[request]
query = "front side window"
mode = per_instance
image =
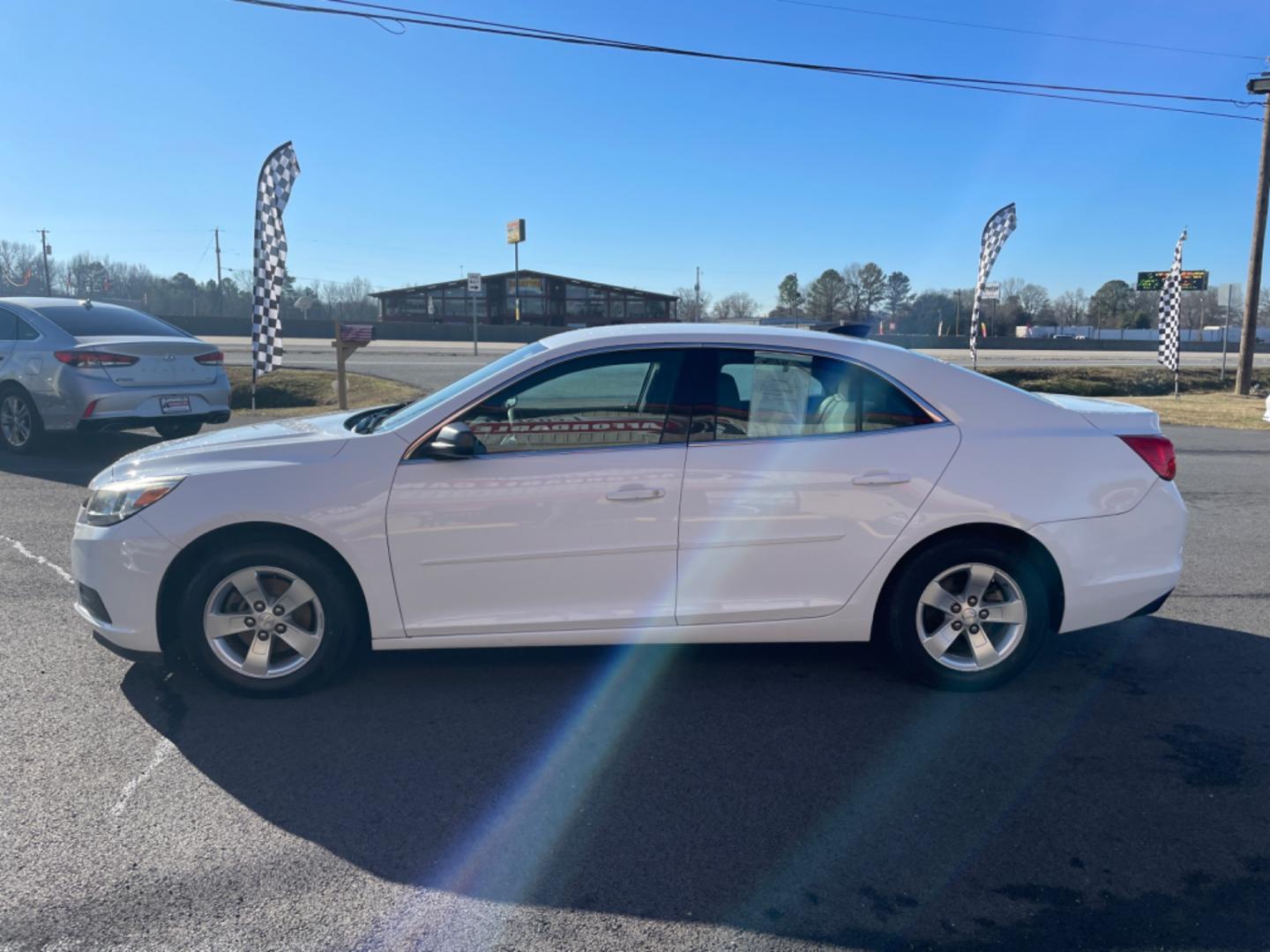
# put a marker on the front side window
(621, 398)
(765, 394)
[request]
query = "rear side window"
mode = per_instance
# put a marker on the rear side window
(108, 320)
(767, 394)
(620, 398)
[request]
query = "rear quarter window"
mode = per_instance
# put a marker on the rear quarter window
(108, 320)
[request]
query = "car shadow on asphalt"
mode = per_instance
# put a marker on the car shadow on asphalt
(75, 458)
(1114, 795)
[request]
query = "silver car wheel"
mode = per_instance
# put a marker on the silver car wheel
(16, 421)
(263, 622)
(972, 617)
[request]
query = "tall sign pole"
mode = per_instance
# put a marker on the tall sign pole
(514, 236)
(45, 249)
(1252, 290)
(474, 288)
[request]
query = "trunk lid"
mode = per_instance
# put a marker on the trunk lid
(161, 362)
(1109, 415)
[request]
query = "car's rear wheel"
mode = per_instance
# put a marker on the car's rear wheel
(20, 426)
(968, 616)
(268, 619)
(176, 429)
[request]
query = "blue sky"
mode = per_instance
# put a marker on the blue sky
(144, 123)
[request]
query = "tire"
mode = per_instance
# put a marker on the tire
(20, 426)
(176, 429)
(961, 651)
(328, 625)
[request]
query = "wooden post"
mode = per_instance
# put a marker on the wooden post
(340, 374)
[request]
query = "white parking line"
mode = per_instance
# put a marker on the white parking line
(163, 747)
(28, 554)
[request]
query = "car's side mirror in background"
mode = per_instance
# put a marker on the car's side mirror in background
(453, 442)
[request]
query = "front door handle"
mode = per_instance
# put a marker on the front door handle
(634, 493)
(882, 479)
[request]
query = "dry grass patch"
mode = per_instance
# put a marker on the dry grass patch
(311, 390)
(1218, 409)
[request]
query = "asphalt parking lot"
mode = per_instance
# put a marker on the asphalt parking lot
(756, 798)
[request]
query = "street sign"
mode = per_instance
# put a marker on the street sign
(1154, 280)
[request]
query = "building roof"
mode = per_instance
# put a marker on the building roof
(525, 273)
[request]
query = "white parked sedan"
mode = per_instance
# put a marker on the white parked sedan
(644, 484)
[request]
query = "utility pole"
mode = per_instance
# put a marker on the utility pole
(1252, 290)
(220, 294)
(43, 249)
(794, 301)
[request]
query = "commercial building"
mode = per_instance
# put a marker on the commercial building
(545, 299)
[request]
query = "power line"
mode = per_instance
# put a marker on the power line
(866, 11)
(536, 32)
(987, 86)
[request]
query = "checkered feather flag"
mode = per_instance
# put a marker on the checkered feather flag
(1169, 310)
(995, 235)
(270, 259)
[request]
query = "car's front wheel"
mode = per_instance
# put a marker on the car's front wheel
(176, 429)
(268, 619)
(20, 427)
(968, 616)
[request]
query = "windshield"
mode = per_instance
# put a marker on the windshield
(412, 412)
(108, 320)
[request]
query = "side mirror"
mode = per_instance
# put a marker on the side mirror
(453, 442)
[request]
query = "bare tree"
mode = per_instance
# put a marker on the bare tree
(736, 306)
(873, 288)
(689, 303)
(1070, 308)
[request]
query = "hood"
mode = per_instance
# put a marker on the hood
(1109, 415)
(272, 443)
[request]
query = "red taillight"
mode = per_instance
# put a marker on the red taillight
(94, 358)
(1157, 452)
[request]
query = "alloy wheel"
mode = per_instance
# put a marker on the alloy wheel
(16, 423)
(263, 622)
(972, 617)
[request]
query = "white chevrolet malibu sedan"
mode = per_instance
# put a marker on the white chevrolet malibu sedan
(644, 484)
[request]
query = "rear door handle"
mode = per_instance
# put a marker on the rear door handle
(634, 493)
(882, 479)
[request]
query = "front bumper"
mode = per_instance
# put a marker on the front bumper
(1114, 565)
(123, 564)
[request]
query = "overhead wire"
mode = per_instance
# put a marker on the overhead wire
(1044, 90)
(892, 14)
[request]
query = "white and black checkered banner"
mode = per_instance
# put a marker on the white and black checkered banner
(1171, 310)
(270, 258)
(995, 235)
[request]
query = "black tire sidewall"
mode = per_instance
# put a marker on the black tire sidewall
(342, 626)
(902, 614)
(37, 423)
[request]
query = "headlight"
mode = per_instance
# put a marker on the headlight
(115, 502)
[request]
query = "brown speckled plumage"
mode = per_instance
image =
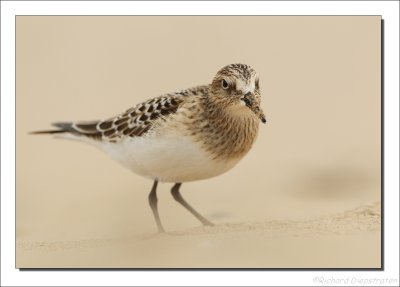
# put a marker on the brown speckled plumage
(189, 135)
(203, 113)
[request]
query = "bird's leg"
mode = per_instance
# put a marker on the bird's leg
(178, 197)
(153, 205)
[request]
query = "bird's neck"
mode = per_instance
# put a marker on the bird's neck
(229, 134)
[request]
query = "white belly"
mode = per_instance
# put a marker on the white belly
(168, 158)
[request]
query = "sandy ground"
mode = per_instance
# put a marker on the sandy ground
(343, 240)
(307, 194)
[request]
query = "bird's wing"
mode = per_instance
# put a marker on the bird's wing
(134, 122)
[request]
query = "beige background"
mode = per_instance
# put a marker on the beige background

---*---

- PROBLEM DESCRIPTION: Copy out the items word for word, from the very beginning through the line that contains "(1114, 795)", including both ends. Leave the pictures out.

- FINISHED EXERCISE:
[request]
query = "front side window"
mode = per_instance
image =
# put a marker on the front side window
(621, 398)
(765, 394)
[request]
query = "rear side window"
mode = per_instance
# put a marker on the rear side window
(108, 320)
(767, 394)
(620, 398)
[request]
query = "rear quarter window"
mode = per_instance
# put a marker on the rear quarter window
(108, 320)
[request]
query = "car shadow on asphalt"
mode = per_instance
# put a marker on the car shadow on asphalt
(75, 458)
(1114, 795)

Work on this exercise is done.